◆ WORK ITEM ◆
Return the lines beginning at the one that contains "Target: circular logo on truck door" and continuing to the end of the entries, including both ends, exactly as written and nothing else.

○ ○ ○ ○ ○

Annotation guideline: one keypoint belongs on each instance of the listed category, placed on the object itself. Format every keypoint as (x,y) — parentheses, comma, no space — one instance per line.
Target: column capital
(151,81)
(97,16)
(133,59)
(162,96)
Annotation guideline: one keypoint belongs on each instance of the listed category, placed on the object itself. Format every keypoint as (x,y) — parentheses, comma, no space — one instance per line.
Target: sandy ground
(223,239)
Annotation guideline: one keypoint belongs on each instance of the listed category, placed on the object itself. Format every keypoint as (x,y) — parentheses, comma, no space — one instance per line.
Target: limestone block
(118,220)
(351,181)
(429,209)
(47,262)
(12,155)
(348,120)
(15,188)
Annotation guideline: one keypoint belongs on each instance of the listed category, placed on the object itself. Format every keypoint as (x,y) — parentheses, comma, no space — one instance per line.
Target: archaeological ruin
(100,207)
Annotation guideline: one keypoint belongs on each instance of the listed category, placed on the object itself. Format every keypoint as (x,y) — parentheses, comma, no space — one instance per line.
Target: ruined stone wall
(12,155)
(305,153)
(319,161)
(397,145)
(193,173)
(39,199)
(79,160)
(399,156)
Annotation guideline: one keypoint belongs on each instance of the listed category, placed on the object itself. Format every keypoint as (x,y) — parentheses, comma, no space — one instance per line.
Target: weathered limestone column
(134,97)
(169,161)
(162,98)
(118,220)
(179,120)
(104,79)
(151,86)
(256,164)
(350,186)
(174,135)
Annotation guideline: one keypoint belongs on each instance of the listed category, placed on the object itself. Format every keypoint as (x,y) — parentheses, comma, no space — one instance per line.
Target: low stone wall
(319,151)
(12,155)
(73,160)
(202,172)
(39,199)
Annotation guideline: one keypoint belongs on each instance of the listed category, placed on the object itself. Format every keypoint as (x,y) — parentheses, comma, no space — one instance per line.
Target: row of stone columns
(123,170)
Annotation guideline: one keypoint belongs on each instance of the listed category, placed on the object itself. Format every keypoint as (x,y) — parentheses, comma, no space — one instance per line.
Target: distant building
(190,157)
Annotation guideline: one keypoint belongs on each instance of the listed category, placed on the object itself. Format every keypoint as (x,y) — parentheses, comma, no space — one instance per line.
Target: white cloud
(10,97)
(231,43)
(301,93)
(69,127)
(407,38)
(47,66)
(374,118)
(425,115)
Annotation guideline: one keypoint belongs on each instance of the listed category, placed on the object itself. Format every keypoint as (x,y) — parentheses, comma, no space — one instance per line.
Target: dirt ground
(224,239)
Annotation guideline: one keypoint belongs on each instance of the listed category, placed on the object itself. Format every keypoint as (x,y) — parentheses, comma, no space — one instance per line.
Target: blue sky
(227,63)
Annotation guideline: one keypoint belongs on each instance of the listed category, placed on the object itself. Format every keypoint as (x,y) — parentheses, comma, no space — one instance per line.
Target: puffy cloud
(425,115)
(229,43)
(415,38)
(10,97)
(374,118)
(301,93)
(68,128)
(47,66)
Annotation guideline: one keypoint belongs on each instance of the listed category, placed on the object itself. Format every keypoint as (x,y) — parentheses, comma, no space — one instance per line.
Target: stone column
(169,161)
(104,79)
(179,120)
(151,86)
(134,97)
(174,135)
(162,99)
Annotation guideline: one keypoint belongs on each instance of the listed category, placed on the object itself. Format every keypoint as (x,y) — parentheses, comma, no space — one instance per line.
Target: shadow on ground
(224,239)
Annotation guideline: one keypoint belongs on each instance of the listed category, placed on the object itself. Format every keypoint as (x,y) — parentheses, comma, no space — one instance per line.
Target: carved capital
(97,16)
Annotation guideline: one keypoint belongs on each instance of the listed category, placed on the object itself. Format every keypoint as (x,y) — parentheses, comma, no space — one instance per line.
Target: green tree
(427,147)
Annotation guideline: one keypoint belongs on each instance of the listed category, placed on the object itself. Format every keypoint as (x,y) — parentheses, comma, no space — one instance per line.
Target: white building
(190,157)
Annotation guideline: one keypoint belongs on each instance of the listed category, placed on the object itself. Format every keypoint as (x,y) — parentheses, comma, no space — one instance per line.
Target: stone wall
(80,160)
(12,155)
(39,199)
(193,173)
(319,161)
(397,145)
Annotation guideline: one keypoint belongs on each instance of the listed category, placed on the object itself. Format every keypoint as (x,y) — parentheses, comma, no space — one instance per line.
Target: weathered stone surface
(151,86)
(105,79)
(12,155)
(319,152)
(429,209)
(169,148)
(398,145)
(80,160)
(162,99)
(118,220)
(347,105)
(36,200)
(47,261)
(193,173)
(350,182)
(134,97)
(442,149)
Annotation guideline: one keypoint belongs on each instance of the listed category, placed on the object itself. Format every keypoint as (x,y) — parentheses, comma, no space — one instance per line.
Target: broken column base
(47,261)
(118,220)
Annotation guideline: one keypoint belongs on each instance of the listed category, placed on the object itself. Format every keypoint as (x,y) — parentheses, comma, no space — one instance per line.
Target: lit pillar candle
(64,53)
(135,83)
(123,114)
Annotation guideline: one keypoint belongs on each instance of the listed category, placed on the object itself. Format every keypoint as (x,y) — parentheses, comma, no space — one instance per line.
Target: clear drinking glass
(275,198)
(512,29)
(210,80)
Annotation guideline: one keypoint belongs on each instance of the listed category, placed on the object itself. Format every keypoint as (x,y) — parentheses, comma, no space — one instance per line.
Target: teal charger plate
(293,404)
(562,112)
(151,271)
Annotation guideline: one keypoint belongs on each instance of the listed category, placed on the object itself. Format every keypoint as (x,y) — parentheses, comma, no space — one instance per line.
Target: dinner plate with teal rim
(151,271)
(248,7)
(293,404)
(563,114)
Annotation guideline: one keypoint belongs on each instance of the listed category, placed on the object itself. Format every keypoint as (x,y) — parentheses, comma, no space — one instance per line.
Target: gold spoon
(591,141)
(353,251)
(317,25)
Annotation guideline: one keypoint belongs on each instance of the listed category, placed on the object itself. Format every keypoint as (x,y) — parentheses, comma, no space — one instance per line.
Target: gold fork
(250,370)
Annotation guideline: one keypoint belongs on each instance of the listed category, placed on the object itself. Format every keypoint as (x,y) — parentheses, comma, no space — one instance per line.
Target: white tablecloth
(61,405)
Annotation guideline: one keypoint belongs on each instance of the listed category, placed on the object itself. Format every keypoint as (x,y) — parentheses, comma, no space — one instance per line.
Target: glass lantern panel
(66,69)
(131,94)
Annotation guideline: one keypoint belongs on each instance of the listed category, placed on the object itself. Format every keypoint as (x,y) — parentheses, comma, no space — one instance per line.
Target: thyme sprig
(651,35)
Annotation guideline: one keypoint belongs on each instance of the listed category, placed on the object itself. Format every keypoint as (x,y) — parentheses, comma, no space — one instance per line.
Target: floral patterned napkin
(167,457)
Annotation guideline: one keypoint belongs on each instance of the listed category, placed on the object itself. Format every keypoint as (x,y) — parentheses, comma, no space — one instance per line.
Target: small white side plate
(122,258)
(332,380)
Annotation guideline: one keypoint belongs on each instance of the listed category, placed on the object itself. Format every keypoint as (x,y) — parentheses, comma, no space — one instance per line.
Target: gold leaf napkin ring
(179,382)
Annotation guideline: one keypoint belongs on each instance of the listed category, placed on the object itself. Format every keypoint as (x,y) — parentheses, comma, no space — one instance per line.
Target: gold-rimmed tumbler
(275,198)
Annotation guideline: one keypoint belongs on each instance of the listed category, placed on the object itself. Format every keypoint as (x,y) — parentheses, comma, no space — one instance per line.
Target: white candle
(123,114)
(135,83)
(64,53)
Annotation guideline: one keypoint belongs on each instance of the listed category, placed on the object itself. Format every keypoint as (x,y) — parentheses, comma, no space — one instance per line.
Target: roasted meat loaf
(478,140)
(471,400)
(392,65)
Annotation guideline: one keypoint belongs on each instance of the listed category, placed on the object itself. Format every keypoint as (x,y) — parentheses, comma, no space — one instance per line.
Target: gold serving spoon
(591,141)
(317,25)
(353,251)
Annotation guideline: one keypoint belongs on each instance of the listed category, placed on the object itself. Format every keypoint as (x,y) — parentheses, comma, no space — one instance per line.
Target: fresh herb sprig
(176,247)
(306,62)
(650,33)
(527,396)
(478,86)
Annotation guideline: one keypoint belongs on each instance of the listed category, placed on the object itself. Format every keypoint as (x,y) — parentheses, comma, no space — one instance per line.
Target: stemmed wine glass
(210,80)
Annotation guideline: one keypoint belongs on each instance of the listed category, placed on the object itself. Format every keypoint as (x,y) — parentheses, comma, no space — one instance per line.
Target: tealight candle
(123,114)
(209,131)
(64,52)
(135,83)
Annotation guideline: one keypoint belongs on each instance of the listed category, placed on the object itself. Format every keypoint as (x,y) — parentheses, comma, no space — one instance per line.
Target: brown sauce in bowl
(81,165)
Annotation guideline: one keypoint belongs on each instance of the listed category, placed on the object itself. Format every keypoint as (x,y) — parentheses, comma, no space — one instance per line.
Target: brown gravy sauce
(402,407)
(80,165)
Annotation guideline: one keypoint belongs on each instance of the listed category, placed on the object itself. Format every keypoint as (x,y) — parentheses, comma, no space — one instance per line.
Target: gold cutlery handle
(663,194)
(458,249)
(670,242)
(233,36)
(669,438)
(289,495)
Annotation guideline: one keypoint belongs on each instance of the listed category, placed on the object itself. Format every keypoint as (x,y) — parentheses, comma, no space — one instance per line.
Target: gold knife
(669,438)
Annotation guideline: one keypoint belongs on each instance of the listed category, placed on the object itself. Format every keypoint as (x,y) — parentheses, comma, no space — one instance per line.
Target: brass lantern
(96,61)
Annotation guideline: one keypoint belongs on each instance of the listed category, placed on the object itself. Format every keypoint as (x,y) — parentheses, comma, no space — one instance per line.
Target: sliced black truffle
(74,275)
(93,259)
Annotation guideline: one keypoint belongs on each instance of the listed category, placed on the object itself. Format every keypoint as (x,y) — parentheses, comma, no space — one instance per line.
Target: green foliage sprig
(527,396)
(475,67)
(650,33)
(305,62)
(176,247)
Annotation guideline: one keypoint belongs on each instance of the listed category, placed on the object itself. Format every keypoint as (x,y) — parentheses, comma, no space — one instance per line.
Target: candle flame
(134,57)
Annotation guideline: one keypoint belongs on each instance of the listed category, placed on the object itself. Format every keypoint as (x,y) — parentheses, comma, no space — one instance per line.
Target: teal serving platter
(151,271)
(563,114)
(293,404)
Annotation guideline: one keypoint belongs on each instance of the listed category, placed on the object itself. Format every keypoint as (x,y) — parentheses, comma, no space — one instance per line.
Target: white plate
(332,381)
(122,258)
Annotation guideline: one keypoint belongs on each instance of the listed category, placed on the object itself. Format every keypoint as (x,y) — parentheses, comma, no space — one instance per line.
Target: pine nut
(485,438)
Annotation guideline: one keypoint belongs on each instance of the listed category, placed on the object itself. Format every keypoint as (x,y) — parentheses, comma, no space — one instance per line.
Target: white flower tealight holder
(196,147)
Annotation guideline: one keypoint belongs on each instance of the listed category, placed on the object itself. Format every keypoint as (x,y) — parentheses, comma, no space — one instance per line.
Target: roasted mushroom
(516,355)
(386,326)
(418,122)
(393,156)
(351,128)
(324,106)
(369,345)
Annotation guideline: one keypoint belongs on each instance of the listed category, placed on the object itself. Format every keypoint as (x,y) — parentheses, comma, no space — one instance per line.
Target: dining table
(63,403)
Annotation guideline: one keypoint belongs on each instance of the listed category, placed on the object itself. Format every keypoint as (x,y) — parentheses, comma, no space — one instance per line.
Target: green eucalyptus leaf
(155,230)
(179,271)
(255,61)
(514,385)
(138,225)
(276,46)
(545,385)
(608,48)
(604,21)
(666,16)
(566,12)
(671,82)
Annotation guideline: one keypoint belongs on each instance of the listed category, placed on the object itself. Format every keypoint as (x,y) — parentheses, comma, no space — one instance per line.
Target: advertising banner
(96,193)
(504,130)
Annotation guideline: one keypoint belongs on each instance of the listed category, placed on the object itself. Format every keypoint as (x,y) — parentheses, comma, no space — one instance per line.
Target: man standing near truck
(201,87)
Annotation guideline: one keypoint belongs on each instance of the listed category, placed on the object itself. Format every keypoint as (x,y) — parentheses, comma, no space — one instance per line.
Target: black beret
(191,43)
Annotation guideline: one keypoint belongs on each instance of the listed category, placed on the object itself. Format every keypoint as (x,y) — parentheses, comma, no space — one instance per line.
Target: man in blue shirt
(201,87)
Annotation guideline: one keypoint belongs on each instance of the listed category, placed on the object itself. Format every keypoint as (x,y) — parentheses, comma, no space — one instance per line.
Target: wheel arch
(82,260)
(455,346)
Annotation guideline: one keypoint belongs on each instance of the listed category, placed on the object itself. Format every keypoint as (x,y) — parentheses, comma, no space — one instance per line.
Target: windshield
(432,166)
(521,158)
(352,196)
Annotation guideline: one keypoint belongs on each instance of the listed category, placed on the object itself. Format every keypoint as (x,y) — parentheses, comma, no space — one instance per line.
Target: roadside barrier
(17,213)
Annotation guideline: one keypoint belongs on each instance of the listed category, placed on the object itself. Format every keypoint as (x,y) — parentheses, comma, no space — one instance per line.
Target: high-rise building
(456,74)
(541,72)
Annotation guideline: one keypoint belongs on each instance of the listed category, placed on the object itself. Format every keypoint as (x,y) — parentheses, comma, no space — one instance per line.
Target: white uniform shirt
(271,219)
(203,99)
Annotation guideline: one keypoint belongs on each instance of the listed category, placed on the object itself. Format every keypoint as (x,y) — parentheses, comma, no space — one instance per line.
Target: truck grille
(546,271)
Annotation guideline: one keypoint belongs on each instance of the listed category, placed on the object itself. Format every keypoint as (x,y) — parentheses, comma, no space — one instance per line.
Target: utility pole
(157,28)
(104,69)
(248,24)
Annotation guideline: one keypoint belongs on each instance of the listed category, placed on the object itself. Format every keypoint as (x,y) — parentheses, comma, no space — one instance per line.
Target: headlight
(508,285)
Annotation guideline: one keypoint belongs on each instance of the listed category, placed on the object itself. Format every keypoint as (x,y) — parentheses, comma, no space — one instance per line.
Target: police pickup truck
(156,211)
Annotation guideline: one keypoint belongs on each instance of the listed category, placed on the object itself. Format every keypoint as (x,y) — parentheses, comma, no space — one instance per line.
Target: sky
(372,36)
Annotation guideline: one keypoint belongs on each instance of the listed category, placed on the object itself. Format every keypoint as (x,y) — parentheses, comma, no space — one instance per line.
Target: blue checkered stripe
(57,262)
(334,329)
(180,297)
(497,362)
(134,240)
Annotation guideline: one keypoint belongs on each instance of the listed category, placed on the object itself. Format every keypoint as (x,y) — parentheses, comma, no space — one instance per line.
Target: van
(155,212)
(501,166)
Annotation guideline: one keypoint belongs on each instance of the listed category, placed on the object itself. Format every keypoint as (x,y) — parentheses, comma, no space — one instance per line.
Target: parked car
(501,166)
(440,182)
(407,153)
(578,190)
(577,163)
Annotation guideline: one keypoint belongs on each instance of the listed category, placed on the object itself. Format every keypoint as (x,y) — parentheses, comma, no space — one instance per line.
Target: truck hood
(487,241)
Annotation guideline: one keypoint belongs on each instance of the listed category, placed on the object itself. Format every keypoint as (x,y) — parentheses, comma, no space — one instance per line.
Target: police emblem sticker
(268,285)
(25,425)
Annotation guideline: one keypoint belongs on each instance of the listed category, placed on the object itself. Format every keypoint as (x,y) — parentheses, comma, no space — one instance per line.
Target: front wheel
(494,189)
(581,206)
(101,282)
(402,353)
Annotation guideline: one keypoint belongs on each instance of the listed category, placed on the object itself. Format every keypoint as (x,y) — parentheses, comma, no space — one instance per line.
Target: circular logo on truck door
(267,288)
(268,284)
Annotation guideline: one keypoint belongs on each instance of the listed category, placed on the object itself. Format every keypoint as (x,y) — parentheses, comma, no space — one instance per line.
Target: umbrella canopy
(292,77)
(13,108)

○ ○ ○ ○ ○

◆ ANSWER TO THE PROBLEM ◆
Target: circular logo on truck door
(267,288)
(268,284)
Annotation guideline: one keypoint belongs on each instance of the listed category, placed on the object itself. Format every keypoint as (x,y) — parentheses, comma, no space — one instance per line.
Target: umbrella canopy
(292,77)
(13,108)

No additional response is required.